What is needed here is every line of the records that includes "below".

»»

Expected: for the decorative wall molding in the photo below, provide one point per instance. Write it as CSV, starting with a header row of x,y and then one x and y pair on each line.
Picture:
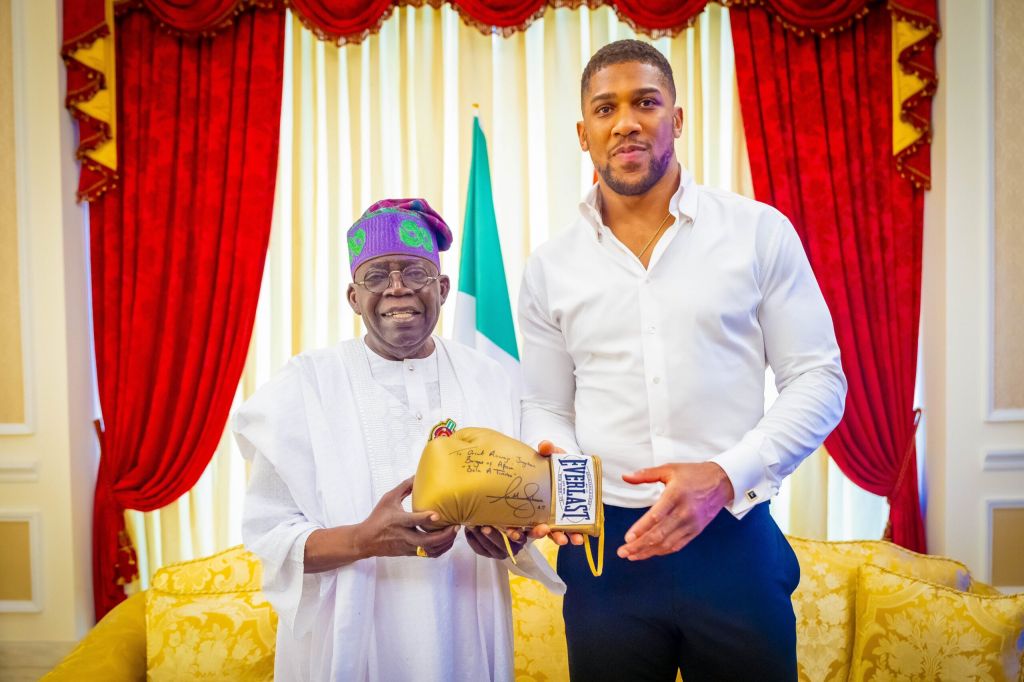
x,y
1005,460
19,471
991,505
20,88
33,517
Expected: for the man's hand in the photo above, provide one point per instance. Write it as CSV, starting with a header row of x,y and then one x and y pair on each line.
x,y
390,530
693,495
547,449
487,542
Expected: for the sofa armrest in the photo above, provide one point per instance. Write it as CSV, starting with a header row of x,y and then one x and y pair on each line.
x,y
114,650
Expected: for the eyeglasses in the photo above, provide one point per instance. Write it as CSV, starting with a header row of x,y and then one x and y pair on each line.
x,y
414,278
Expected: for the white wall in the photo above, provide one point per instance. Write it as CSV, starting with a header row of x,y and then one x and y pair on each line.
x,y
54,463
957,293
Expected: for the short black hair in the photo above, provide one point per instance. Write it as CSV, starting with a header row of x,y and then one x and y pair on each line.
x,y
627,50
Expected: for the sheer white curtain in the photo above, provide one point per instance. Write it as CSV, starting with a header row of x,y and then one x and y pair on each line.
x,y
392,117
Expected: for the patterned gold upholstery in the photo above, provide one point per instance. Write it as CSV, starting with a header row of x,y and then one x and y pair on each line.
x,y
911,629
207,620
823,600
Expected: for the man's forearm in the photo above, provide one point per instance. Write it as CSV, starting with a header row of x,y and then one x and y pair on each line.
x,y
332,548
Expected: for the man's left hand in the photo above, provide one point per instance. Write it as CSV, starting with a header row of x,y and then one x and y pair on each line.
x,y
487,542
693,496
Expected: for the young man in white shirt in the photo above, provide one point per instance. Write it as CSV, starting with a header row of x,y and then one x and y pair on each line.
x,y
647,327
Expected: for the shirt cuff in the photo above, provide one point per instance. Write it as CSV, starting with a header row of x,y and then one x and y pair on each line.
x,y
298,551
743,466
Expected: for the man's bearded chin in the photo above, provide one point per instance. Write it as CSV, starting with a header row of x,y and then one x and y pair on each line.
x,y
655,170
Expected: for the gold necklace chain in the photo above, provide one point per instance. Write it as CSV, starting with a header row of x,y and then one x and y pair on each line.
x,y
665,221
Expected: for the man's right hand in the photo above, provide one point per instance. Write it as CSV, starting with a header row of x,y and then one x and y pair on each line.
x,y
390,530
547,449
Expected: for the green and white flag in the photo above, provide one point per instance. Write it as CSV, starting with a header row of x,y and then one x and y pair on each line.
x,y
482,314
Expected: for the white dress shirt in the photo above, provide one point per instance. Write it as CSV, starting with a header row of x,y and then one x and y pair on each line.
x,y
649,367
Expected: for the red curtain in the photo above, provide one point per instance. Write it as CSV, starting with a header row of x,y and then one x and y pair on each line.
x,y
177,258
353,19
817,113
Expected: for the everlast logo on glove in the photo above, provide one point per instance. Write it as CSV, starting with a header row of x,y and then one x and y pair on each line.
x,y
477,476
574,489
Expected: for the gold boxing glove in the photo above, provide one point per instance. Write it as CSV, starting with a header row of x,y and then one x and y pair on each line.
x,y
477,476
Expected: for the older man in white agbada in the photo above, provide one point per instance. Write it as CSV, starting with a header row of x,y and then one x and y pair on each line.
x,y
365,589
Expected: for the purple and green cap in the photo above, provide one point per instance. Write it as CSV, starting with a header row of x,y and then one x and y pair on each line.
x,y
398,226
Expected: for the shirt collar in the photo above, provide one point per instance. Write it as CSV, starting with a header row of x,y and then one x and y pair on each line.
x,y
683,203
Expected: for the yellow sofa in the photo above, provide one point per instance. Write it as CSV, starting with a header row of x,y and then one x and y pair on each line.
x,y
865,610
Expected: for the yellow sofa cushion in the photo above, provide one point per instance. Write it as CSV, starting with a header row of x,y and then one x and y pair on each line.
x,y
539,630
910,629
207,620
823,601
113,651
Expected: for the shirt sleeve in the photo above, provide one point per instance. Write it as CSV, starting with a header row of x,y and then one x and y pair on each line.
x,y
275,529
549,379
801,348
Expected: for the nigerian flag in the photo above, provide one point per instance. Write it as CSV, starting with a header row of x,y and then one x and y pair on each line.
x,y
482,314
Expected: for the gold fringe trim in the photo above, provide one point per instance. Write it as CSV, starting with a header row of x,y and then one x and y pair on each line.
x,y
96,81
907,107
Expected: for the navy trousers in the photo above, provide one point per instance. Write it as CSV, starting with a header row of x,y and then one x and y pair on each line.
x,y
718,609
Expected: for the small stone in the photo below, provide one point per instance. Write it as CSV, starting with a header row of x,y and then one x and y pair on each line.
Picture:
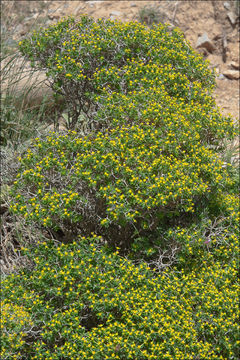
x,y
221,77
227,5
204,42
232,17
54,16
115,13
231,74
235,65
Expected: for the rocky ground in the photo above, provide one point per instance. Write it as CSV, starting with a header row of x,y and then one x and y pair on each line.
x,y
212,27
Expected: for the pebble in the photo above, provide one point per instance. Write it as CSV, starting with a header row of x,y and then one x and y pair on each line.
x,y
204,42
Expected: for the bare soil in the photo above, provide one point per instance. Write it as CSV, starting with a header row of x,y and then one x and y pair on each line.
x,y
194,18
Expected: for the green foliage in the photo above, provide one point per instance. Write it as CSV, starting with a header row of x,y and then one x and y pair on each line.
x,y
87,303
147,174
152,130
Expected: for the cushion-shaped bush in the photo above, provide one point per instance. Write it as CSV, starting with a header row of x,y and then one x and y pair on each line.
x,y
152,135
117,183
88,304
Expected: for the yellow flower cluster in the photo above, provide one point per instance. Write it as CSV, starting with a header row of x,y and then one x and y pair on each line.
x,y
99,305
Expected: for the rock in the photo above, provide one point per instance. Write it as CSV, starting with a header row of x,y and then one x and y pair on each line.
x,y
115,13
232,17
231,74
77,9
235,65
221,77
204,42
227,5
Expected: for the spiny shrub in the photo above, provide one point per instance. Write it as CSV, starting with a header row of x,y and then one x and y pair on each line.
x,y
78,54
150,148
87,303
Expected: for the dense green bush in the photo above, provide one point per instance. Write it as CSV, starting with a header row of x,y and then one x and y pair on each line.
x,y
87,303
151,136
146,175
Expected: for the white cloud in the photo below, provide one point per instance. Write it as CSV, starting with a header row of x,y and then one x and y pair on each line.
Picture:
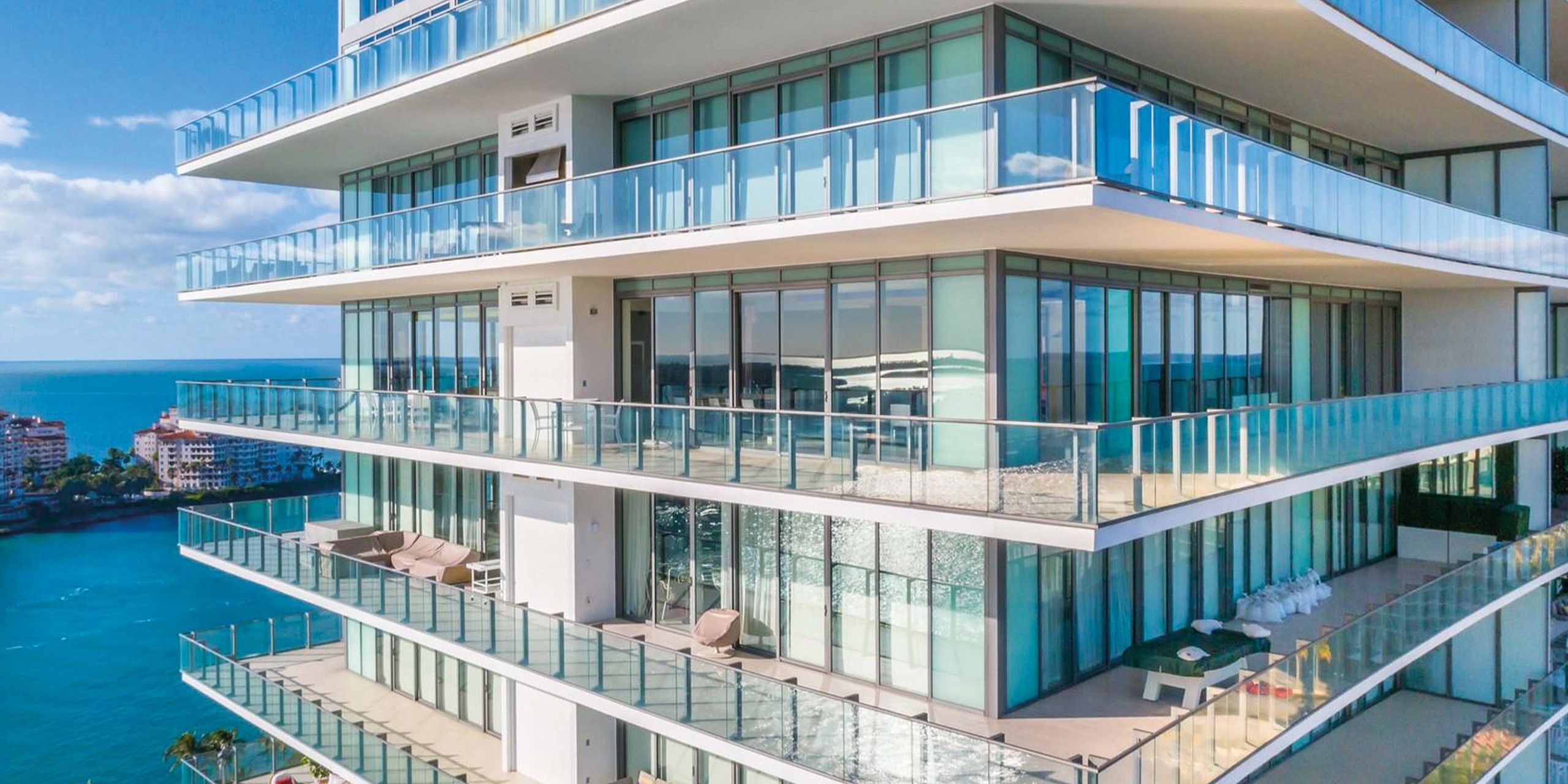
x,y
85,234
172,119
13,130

««

* Answer to this problem
Expected: for the decorative wall molding in the photo below, provide one point per instance. Write it as CSV, starting with a header row of x,y and then one x and y pair on each line.
Expected: for the small stone in the photo below, provide one point per instance. Write it as CSV, starting with a header row of x,y and then one x and y pair on each line.
Expected: for the white cloud in the photo below, provide one point per instance. Write it as CSV, starting with a header row of x,y and then one x and y pair on each line.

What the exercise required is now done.